** Provided data follows **

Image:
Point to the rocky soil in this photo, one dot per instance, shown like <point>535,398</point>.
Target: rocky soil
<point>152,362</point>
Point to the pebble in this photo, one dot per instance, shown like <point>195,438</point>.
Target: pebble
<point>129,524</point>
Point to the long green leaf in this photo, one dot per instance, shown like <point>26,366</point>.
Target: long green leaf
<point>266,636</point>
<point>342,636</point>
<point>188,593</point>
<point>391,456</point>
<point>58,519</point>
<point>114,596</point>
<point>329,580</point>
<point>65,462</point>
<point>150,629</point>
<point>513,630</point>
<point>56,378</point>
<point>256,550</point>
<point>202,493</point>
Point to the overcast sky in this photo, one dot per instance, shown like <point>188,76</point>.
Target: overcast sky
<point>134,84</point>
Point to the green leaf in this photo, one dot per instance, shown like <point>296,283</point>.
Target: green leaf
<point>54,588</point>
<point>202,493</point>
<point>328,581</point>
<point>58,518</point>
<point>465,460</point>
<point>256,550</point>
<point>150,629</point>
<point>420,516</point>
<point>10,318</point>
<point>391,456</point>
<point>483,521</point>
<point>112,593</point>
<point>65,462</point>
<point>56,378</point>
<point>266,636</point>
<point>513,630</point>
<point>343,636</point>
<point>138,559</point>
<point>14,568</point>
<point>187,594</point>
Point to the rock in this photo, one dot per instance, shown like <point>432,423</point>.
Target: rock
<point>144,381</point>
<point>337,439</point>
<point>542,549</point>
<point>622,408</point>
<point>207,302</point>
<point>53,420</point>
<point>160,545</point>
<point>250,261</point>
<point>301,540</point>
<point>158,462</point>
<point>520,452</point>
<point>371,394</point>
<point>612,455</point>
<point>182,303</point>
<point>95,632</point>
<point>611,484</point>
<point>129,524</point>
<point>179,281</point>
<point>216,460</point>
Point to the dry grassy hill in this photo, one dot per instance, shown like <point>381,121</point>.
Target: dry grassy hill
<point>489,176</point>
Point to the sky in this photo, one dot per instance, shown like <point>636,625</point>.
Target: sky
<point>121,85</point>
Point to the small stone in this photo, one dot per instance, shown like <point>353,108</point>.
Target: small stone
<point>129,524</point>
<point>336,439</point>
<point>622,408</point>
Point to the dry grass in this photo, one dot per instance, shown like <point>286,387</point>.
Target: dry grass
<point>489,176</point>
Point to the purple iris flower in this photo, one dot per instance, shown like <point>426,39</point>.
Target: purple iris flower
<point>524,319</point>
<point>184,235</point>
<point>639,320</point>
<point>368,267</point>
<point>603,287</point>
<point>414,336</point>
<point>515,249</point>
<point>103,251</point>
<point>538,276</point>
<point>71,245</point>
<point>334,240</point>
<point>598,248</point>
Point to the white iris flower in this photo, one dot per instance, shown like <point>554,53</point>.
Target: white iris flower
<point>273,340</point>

** End of Provided data **

* [The problem]:
Your task is to copy every entry above, exactly as written.

* [Answer for the task]:
Image:
Point to the rocky soil in this photo, one dot per instance, shown like <point>535,398</point>.
Target: rocky soil
<point>152,362</point>
Point to the pebble in this photo, one dot per instance, shown like <point>195,438</point>.
Target: pebble
<point>129,524</point>
Point to the long green leaf in this photo, one dot per instance, shown like <point>26,366</point>.
Target: long green leaf
<point>266,636</point>
<point>342,636</point>
<point>188,593</point>
<point>391,456</point>
<point>58,519</point>
<point>114,596</point>
<point>329,580</point>
<point>65,462</point>
<point>150,629</point>
<point>513,630</point>
<point>56,378</point>
<point>256,550</point>
<point>202,493</point>
Point to the overcast sky in this photo, one dot per instance, shown like <point>188,76</point>.
Target: overcast sky
<point>134,84</point>
Point to the green leaf in this photo, one dot per instance, shown like <point>296,283</point>.
Target: green leaf
<point>54,588</point>
<point>202,493</point>
<point>328,581</point>
<point>58,518</point>
<point>465,460</point>
<point>256,550</point>
<point>150,629</point>
<point>420,516</point>
<point>10,318</point>
<point>391,456</point>
<point>483,521</point>
<point>112,593</point>
<point>65,462</point>
<point>56,378</point>
<point>266,636</point>
<point>513,630</point>
<point>343,636</point>
<point>138,559</point>
<point>14,568</point>
<point>187,594</point>
Point to the rock in this photo, one dot per instance, shown like <point>432,423</point>.
Target: rock
<point>144,381</point>
<point>337,439</point>
<point>542,549</point>
<point>622,408</point>
<point>207,302</point>
<point>53,420</point>
<point>160,545</point>
<point>250,261</point>
<point>301,540</point>
<point>158,462</point>
<point>520,452</point>
<point>371,394</point>
<point>612,455</point>
<point>182,303</point>
<point>95,632</point>
<point>611,484</point>
<point>129,524</point>
<point>179,281</point>
<point>216,460</point>
Point to the dry grassy hill in this photo, one dot per instance, shown like <point>381,121</point>.
Target: dry grassy hill
<point>489,176</point>
Point to the sky in this photo, one dot per instance, shown like <point>636,625</point>.
Target: sky
<point>121,85</point>
Point to the small stone in this photo, one dot per instance, shown like <point>353,108</point>.
Target: small stone
<point>129,524</point>
<point>336,439</point>
<point>622,408</point>
Point to the dry grass in this photo, one dot per instance, shown like <point>286,387</point>.
Target: dry grass
<point>489,176</point>
Point to the purple iris flower in this photo, one dot per instance, shown like <point>426,39</point>.
Target: purple iris flower
<point>524,319</point>
<point>184,235</point>
<point>639,320</point>
<point>368,267</point>
<point>603,287</point>
<point>414,336</point>
<point>515,249</point>
<point>103,251</point>
<point>538,276</point>
<point>71,245</point>
<point>334,240</point>
<point>598,248</point>
Point to the white iris flower in this photo, one dot per instance, shown like <point>554,53</point>.
Target: white iris flower
<point>273,340</point>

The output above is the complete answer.